#### [WORK INSTRUCTIONS]
Return the data below in full. Keep each character unchanged.

#### [SOURCE MATERIAL]

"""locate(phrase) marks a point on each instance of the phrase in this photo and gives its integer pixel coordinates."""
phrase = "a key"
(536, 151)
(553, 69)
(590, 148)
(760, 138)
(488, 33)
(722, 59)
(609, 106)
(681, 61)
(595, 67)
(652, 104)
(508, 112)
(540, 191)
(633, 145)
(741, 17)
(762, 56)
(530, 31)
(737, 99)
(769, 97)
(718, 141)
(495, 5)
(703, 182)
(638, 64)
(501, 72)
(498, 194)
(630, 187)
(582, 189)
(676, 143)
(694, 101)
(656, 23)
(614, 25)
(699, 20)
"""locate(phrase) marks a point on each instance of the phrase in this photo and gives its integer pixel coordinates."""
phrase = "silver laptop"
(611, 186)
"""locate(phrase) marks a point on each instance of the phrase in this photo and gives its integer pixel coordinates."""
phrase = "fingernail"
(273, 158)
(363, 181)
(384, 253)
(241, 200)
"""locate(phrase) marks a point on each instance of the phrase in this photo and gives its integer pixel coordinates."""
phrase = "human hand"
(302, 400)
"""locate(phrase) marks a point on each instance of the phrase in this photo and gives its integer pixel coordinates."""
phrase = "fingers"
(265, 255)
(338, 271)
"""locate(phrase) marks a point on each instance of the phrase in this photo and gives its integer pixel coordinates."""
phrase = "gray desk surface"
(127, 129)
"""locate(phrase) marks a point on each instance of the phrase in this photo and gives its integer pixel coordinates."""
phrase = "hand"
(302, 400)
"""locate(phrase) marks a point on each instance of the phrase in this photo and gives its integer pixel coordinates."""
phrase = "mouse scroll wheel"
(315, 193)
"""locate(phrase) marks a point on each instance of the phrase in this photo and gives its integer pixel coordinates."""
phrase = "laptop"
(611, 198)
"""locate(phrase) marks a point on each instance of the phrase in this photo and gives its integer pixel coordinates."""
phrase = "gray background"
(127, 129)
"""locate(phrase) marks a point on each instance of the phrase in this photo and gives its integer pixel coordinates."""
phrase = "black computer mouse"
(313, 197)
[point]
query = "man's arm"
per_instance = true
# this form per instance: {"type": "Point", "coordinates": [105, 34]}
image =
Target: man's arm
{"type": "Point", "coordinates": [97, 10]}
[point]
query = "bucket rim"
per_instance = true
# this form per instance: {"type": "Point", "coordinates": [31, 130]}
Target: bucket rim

#### [RESULT]
"""locate(phrase) marks a point on each instance of the phrase in this photo and gives its integer pixel coordinates."""
phrase = "a key"
(536, 151)
(553, 69)
(590, 148)
(760, 138)
(488, 33)
(722, 59)
(609, 106)
(681, 61)
(595, 67)
(652, 104)
(508, 112)
(540, 191)
(633, 145)
(741, 17)
(762, 56)
(530, 31)
(737, 99)
(769, 97)
(718, 141)
(495, 5)
(703, 182)
(638, 64)
(501, 72)
(498, 194)
(630, 187)
(582, 189)
(676, 143)
(694, 101)
(656, 23)
(614, 25)
(699, 20)
"""locate(phrase) marks a point on each instance of the phrase in this photo and gives its integer pixel coordinates."""
phrase = "silver laptop"
(611, 186)
"""locate(phrase) marks a point on each instance of the phrase in this photo and gives its integer pixel coordinates."""
phrase = "fingernail"
(273, 158)
(363, 181)
(384, 253)
(241, 200)
"""locate(phrase) marks a point on each instance of the phrase in this photo and gives its integer pixel coordinates."""
phrase = "human hand"
(302, 400)
"""locate(phrase) marks a point on each instance of the phrase in this photo and gives its integer pixel coordinates."""
phrase = "fingers"
(265, 255)
(338, 271)
"""locate(phrase) marks a point on each instance of the phrase in this photo and gives its integer pixel coordinates."""
phrase = "gray desk surface"
(127, 129)
"""locate(phrase) marks a point on each instance of the phrase in this photo and gives its integer pixel coordinates."""
phrase = "hand"
(302, 400)
"""locate(phrase) marks a point on each instance of the phrase in this photo and gives its integer pixel coordinates."""
phrase = "mouse scroll wheel"
(315, 193)
"""locate(phrase) marks a point on each instance of the phrase in this photo and gives its integer pixel coordinates."""
phrase = "laptop"
(611, 198)
"""locate(phrase) marks a point on each instance of the phrase in this photo and gives its integer pixel coordinates."""
phrase = "gray background"
(127, 129)
"""locate(phrase) marks a point on each instance of the phrase in this photo and gives its integer pixel coordinates."""
phrase = "black computer mouse"
(313, 197)
[point]
query = "man's arm"
per_instance = true
# this form per instance: {"type": "Point", "coordinates": [105, 34]}
image =
Target: man's arm
{"type": "Point", "coordinates": [97, 10]}
[point]
query = "bucket rim"
per_instance = true
# this form per instance: {"type": "Point", "coordinates": [31, 130]}
Target: bucket rim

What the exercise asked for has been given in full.